Task directions: Copy the listing below line for line, keeping every character unchanged.

Data in this exercise:
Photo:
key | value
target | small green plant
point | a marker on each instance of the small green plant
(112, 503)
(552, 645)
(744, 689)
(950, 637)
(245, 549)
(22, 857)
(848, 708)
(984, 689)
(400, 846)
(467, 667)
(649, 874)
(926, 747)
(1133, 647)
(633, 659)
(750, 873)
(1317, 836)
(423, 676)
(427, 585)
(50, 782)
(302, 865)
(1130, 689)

Exercise response:
Photo:
key | value
target | small green plant
point | a marker on each instance of the small green plant
(112, 503)
(552, 645)
(744, 689)
(950, 637)
(245, 549)
(22, 857)
(848, 708)
(984, 689)
(400, 846)
(467, 667)
(649, 874)
(926, 747)
(1133, 647)
(633, 659)
(750, 873)
(1317, 836)
(423, 676)
(427, 585)
(50, 782)
(302, 865)
(1130, 689)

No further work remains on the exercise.